→ Instructions for the task:
In the copy, include every entry exactly but none of the pictures.

● ● ●

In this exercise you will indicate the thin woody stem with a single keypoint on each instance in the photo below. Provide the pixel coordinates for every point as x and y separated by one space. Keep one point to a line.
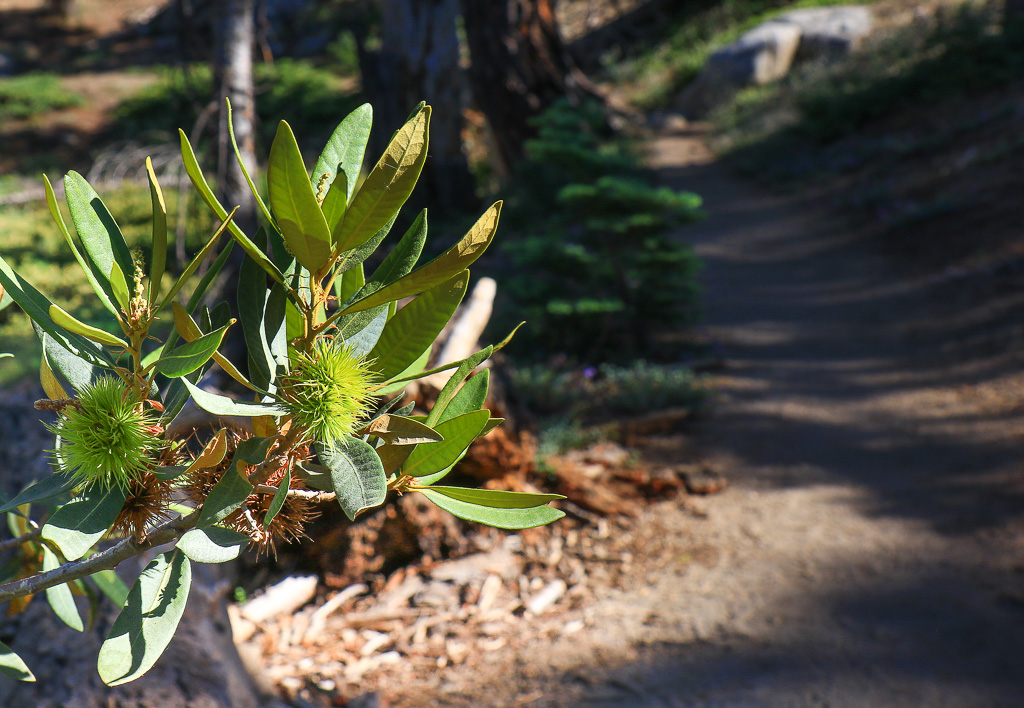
108 559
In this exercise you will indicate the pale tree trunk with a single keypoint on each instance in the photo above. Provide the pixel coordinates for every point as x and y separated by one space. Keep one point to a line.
233 80
419 60
519 67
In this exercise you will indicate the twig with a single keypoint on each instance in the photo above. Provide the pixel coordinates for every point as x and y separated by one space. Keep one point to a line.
14 542
309 494
108 559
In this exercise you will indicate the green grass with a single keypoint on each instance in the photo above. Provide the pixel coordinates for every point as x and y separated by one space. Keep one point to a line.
820 119
36 250
658 71
31 94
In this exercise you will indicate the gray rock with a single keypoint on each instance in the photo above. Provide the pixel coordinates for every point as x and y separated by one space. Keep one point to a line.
828 32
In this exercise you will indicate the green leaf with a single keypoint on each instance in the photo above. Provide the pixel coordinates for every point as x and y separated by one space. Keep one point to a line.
200 257
159 234
402 257
71 324
413 371
335 201
387 186
449 390
417 326
356 473
498 499
502 518
37 306
142 630
344 151
470 398
458 433
112 586
448 264
11 665
279 498
47 488
397 429
190 356
77 526
361 331
213 544
294 204
104 246
242 165
58 596
221 405
199 181
100 284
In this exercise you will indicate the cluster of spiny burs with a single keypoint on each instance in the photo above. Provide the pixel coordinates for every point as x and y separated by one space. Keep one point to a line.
329 348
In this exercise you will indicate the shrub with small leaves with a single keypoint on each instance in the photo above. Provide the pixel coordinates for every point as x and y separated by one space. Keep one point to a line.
329 348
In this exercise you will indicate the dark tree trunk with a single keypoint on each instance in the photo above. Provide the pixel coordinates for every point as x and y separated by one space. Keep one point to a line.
519 67
419 60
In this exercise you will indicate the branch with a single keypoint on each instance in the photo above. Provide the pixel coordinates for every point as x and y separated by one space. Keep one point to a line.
14 542
108 559
309 494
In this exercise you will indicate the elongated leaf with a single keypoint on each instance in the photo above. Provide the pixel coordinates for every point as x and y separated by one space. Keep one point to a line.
51 386
496 498
227 495
242 165
335 200
417 326
77 526
71 324
200 257
59 597
355 256
502 518
37 306
402 257
142 630
47 488
357 474
452 386
11 665
361 331
279 498
190 356
100 284
104 246
388 184
221 405
294 204
112 586
448 264
396 429
215 544
199 181
459 434
413 371
470 398
344 151
159 234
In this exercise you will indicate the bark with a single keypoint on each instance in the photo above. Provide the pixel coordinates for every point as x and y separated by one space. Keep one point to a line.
419 60
519 67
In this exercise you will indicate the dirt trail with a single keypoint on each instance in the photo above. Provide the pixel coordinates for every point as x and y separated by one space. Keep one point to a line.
868 551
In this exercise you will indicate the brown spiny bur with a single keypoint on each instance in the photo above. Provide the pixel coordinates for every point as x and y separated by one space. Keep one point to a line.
145 504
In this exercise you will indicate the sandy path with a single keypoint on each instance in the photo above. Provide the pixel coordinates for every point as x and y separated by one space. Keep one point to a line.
868 551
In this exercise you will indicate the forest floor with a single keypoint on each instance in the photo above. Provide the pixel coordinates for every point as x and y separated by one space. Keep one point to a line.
867 549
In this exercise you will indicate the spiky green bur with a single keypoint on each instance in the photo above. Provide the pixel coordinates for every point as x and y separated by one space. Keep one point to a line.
104 438
328 391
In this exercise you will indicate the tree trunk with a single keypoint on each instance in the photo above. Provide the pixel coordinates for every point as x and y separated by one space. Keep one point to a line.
519 67
419 60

● ● ●

→ Result of the task:
In this exercise you will indicate the thin woody stem with a single keypoint on each instance in the photo below. Provide the pixel coordinates for every point as x and y separated by one space. Keep one point to a line.
108 559
In this exercise you will indicate the pale tree trunk with a single keypoint on each instance in the photo above. Provide the pixel coordinates for every point as x and y separated by one space. Keep one point to a line.
233 80
419 60
519 67
In this exercise you will indicate the twig with a single keypoint on each instance in the photo above. Provide the pixel coordinates for every point as x and y separated by one space. Keep one point to a line.
14 542
309 494
108 559
In this exercise you will indicate the green grass with a single keypoint on each instance in the photo above. Provide the pixel coordinates for every point as x and y separated by one space. Keep one point to a line.
820 119
36 250
658 71
31 94
In this exercise you will indicate the gray rock with a single keypoint on each instance in the photo above. Provide the pixel coordinates for every point as x and y separated by one space. Keep one point to a line.
828 32
In this exercise you will indicate the green leaf with a single keypoint on each instance in the photo above. Provide the pixel coordinates for every point as x and y separated by one space. Keep one point to a line.
200 257
159 234
402 257
71 324
413 371
335 201
387 186
449 390
417 326
356 473
498 499
502 518
37 306
142 630
344 151
470 398
458 433
112 586
448 264
11 665
279 498
47 488
397 429
190 356
77 526
361 331
213 544
294 204
104 246
242 165
58 596
221 405
199 181
100 284
In this exercise you will indicate the cluster of spiny burs with a single keypoint on each instance in the photo above. Provide the pixel coordinates for every point as x and y separated by one space. Keep one point to a line.
329 348
In this exercise you will indicate the shrub with small leaves with a single keypoint on each instance in the photo above. Provide the pixel coordinates for every point as x and y separated by one space. Keep one point to a line.
329 348
In this exercise you will indicate the dark tree trunk with a single keypoint on each instance in the photo above. Provide the pixel coordinates for every point as x and y separated by one space. Keep one point to a line.
519 67
419 60
In this exercise you will indicate the branch with a single keypoint on each instance in the photo above. Provide the pixel coordinates for every point as x and y separated by one space. Keep one point to a line.
14 542
108 559
309 494
In this exercise you will indicate the elongated leaf with a single keypoint on each instance in the photo above. Provide the pixel coordinates for every point as x and y separated by one space. Keep one point to a line.
51 386
496 498
227 495
242 165
335 200
417 326
77 526
71 324
200 257
59 597
355 256
502 518
37 306
402 257
142 630
47 488
357 474
452 386
11 665
361 331
279 498
190 356
100 284
104 246
388 184
221 405
294 204
112 586
448 264
396 429
215 544
199 181
459 434
413 371
470 398
344 151
159 234
In this exercise you will indicate the bark with a single keypoint on each instance in the photo above. Provide the pixel coordinates for every point as x and y separated by one space. Keep one point to a line.
419 60
519 67
In this exercise you will indicate the dirt trail with a single keypoint on each instance in the photo above. Provide the pixel coordinates for every point as x and y separated by one space. Keep one point to a line.
868 551
In this exercise you will indicate the brown spiny bur with a single keypoint on each instance in the photo above. Provide the pixel coordinates for every point as x and y separated by one space. Keep one point to a line.
145 504
In this exercise you will indicate the sandy path with a single keypoint on each instance in the photo above. Provide the pixel coordinates for every point as x and y separated by one space. Keep one point to a line.
868 551
In this exercise you will indicate the forest floor with a single keypoint on each instance in the photo above. Provide the pixel coordinates for every point as x and y separated by one space. Keep one point to a line.
867 549
In this exercise you will indicate the spiky green bur with a single keypoint on each instance in the photo above. Provide the pixel coordinates for every point as x and y separated by one space. Keep one point to a line.
104 438
328 391
In this exercise you will indicate the tree trunk with a single keypoint on each instance in the photo above. Provide the pixel coordinates for every point as x and y separated by one space. Keep one point to a line.
519 67
419 60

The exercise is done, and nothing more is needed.